- _Given instruction_
Find every line in the entries below that contains the word "boulder", and copy each of those lines.

Entries taken from a collection
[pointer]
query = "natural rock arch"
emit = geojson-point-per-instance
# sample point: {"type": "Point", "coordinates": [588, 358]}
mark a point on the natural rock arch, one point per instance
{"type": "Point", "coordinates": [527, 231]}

* * *

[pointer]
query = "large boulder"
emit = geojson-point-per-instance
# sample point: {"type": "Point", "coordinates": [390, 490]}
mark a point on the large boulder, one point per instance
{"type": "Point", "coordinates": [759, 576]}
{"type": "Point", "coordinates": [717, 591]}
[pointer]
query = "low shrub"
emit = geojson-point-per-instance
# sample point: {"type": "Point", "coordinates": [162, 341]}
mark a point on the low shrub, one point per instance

- _Full solution_
query = "large boulder"
mark a point on the large boulder, one point per instance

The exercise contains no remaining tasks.